Exercise
Beginning with the line where "Could you point to the fleischmann's logo" appears, restate the lines word for word through the last one in the listing.

---- Given data

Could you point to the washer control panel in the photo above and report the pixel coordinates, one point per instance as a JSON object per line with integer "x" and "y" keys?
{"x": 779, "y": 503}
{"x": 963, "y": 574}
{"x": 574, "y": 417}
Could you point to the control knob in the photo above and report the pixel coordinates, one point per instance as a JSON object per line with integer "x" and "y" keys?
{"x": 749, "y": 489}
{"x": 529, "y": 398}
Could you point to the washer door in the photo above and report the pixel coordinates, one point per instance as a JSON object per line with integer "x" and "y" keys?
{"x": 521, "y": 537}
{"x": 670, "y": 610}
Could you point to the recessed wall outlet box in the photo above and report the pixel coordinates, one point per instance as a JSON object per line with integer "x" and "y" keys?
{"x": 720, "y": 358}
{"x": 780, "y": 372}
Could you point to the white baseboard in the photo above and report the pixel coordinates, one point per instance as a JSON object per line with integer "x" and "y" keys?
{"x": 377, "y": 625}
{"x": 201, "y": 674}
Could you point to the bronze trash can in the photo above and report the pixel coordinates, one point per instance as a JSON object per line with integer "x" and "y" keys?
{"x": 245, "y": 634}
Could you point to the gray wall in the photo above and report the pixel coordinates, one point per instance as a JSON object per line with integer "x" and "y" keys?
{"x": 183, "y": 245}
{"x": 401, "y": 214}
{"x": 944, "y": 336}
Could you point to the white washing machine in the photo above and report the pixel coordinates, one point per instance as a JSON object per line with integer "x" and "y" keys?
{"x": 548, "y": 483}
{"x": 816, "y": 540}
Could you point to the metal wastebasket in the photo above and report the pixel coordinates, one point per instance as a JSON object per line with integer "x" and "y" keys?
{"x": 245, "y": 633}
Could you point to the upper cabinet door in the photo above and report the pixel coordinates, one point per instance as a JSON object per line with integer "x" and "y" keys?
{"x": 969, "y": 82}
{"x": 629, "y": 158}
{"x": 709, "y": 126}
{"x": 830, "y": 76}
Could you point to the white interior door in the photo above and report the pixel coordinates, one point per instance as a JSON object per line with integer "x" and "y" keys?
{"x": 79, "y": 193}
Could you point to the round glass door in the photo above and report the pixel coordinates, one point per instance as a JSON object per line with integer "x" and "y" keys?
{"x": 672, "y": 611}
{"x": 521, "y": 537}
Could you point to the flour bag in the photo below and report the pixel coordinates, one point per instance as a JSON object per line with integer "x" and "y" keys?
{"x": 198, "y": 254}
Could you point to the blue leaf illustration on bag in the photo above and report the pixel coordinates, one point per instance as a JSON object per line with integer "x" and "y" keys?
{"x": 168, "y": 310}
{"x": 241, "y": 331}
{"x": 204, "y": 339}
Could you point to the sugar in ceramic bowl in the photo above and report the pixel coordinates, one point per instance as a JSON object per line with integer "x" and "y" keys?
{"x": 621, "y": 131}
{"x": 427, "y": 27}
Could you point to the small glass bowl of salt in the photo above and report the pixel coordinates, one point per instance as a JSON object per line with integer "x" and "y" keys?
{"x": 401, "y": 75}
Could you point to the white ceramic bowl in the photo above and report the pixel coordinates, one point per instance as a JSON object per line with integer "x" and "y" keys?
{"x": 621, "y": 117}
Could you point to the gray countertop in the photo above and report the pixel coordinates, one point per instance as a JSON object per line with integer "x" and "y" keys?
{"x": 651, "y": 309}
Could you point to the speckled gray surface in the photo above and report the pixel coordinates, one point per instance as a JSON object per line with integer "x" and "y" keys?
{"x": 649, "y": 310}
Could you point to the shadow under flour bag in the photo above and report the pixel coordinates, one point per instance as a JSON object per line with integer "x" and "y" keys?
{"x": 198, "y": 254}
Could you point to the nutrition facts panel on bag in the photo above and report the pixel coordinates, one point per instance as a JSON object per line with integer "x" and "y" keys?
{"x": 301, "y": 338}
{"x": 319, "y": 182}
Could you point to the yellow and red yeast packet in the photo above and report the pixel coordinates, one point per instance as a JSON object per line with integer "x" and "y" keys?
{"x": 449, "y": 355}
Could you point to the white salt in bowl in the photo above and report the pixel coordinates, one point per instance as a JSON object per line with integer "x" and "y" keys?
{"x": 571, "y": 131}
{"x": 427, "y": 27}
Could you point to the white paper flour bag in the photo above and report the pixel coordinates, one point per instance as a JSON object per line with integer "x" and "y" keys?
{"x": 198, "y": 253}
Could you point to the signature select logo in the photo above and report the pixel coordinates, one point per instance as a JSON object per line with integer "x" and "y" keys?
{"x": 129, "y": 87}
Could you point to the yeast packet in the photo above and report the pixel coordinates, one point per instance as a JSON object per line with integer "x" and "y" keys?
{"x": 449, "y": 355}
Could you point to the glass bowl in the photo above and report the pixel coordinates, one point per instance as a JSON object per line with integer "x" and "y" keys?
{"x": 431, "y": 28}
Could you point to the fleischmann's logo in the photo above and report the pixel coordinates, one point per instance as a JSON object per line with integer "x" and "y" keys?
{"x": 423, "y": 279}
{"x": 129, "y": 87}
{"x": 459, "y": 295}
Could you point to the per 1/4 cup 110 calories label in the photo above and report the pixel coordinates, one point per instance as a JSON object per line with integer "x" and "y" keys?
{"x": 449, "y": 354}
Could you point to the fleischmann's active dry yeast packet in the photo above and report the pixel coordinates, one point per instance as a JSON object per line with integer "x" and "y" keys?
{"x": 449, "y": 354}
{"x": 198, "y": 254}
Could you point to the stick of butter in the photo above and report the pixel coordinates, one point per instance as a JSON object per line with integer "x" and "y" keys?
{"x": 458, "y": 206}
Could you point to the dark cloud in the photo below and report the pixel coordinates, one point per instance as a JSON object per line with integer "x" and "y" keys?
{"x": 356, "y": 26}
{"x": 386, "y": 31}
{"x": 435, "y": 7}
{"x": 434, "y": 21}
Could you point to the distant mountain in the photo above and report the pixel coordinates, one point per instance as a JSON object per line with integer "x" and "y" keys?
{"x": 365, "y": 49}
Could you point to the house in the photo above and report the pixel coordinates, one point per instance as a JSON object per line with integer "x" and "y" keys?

--------

Answer in full
Could you point to the fleischmann's logo in the photo above and report the pixel coordinates, one point per instance as a JSON object per line with integer "x" and "y" keys?
{"x": 423, "y": 279}
{"x": 129, "y": 87}
{"x": 459, "y": 295}
Could you point to the per 1/4 cup 110 calories label in the photo above and report the pixel coordinates, one point per instance as a JSON object per line with integer "x" and "y" keys?
{"x": 449, "y": 354}
Could you point to the fleischmann's active dry yeast packet in the photo above and report the pixel coordinates, one point per instance as a JSON object per line with integer "x" and "y" keys?
{"x": 449, "y": 354}
{"x": 198, "y": 254}
Could you point to the stick of butter in the photo above and report the pixel coordinates, one point per instance as a JSON object per line with integer "x" and "y" keys?
{"x": 458, "y": 206}
Could you point to the dark cloud in the photo below and report the pixel coordinates, one point per instance as a JSON object per line with integer "x" and "y" keys?
{"x": 356, "y": 26}
{"x": 386, "y": 31}
{"x": 435, "y": 7}
{"x": 434, "y": 21}
Could you point to the distant mountain in the photo above and report the pixel coordinates, one point per instance as a JSON object per line with integer "x" and "y" keys?
{"x": 365, "y": 49}
Could you point to the house in the photo above and report the pixel coordinates, one point per instance as a JSON object per line with integer "x" and "y" keys?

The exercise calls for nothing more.